## Short task:
Copy everything in the material below from the line containing "Exercise. For every instance of the white hair" down to the line containing "<point>234,250</point>", requests included, scaling each point coordinate in the answers by 1.35 and rounding to whole numbers, halves up. Return only those lines.

## Given data:
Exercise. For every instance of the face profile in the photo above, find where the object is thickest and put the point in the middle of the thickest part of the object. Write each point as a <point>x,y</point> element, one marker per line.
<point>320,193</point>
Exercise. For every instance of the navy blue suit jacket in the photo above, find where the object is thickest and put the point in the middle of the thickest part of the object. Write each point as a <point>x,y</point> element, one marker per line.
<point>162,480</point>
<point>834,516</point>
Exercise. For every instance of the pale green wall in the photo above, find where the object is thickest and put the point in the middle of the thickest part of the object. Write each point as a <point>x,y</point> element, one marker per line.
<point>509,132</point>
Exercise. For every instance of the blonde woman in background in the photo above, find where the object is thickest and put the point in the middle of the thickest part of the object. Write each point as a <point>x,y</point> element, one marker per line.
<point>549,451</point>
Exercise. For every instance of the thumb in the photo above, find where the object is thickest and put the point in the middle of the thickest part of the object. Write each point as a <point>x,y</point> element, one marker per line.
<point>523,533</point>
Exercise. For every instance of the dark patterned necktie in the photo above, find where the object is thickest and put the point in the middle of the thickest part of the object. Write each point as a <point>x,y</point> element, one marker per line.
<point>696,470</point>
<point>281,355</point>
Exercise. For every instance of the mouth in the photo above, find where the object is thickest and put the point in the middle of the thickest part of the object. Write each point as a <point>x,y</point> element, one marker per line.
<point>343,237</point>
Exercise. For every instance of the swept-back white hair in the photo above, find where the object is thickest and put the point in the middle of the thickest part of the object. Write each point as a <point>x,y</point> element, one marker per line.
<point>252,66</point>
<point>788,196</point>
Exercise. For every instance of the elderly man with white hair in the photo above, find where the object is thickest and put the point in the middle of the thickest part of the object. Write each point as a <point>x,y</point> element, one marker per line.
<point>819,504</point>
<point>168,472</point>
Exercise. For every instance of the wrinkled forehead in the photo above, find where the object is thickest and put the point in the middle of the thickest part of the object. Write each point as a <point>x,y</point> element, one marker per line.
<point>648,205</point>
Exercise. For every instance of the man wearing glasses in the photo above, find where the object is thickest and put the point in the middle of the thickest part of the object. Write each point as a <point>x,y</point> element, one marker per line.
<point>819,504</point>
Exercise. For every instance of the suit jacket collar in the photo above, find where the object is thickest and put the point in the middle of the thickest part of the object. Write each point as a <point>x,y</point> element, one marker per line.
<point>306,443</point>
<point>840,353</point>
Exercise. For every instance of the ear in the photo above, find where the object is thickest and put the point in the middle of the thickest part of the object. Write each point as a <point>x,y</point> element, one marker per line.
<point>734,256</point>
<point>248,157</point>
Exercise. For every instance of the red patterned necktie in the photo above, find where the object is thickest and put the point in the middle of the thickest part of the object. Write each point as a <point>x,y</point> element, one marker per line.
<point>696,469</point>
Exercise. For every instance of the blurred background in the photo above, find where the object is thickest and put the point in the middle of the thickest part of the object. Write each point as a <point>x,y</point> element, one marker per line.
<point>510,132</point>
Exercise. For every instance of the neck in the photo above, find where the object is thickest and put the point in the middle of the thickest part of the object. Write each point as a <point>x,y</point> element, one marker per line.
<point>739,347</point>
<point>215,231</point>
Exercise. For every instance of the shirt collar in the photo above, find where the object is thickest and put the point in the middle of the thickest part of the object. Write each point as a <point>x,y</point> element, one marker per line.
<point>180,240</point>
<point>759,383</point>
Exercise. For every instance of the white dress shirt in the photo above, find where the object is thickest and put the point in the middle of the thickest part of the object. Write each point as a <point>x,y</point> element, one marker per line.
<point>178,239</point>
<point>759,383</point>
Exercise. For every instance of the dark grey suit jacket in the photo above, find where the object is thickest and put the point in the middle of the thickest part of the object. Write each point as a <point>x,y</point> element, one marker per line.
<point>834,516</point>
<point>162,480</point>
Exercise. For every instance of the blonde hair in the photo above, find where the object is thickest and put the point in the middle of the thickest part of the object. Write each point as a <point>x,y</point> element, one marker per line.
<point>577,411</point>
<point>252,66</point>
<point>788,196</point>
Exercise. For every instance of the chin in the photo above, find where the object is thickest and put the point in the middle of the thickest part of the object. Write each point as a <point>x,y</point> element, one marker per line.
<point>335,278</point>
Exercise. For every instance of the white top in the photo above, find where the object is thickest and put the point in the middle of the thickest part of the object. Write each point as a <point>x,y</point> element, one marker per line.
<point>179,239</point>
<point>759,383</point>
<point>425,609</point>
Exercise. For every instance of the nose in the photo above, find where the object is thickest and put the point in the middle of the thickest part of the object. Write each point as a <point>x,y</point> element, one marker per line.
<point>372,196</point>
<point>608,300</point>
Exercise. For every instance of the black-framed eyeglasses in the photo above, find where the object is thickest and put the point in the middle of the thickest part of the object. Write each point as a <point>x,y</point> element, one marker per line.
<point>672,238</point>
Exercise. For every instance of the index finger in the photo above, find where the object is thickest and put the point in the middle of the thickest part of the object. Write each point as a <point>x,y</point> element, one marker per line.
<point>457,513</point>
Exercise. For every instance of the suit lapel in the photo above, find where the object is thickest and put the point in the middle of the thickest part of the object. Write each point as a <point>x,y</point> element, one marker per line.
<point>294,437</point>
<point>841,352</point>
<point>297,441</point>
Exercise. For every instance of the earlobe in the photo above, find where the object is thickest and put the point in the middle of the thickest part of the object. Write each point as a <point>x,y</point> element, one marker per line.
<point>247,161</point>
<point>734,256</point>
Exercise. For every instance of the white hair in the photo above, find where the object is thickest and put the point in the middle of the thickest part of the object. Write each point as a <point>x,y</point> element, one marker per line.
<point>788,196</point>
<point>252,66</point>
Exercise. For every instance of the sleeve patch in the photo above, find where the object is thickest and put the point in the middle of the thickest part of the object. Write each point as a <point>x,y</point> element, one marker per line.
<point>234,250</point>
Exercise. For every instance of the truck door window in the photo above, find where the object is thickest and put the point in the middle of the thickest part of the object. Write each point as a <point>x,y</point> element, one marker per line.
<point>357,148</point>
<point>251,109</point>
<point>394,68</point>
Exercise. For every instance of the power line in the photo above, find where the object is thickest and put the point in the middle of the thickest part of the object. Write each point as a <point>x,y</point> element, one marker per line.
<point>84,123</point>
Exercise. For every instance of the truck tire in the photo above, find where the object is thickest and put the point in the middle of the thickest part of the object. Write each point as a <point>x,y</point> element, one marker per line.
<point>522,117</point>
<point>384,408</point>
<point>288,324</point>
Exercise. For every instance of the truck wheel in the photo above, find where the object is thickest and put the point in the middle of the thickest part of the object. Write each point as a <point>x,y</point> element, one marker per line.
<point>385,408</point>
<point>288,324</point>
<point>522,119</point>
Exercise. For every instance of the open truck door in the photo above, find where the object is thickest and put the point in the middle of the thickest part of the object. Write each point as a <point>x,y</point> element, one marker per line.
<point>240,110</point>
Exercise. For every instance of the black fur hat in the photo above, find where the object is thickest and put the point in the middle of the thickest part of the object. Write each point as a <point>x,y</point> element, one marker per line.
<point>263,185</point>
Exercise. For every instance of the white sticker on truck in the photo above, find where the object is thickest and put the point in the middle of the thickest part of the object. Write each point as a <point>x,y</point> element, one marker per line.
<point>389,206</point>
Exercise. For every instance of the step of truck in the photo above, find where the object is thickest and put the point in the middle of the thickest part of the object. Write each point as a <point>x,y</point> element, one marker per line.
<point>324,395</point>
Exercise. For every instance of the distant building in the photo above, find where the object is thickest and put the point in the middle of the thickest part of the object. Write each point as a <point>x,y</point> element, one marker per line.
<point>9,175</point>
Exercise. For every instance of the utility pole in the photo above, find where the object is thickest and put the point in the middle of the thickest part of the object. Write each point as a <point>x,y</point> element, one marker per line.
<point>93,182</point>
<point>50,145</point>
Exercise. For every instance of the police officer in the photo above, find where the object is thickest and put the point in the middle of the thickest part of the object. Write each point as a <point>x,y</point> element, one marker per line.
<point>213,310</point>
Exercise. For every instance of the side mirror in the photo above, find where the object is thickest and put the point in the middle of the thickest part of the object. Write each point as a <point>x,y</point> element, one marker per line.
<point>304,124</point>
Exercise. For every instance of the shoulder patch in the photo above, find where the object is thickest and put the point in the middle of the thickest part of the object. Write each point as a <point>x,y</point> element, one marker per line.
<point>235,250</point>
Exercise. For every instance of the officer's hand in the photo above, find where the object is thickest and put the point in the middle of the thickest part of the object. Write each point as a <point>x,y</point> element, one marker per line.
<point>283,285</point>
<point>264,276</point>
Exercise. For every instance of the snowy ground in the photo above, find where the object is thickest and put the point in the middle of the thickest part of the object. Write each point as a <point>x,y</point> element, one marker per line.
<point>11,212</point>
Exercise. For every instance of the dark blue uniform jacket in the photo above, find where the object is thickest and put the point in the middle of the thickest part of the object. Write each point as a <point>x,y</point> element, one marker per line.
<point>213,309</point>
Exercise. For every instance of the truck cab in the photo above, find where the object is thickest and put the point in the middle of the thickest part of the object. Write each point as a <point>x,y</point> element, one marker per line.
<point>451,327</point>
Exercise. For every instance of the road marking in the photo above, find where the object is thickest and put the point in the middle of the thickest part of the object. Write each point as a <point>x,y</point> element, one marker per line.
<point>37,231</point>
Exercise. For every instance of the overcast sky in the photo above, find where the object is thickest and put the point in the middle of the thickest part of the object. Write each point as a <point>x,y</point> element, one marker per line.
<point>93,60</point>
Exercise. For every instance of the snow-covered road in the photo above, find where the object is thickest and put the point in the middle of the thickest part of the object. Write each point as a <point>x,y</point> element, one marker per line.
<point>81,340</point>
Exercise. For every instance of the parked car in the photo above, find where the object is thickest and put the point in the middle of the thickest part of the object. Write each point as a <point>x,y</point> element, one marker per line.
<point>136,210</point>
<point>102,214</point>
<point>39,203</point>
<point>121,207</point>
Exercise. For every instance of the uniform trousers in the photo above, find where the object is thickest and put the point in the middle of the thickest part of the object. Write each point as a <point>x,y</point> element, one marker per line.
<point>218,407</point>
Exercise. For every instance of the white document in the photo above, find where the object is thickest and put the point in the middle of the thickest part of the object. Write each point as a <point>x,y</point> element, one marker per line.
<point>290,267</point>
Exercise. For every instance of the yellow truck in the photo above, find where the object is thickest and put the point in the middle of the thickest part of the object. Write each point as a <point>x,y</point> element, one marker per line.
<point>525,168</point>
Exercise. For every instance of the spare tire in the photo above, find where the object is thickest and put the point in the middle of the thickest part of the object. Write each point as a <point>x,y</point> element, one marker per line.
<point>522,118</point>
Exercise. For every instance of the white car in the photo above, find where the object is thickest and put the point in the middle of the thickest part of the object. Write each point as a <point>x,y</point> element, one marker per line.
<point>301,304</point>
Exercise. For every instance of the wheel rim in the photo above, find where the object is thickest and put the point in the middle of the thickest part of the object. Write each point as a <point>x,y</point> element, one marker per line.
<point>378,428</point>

## Result for this exercise:
Exercise. For every instance of the white hair in the photo above, find where the object is thickest and put the point in the middle of the thickest part of the object. Write each point as a <point>x,y</point> element, one marker per line.
<point>1064,265</point>
<point>340,89</point>
Exercise. For every instance of the sleeve patch in the photo above, find where the object is thickest and put the point in the middle of the thickest part of the object. Write each point as a <point>x,y</point> element, one marker per line.
<point>316,338</point>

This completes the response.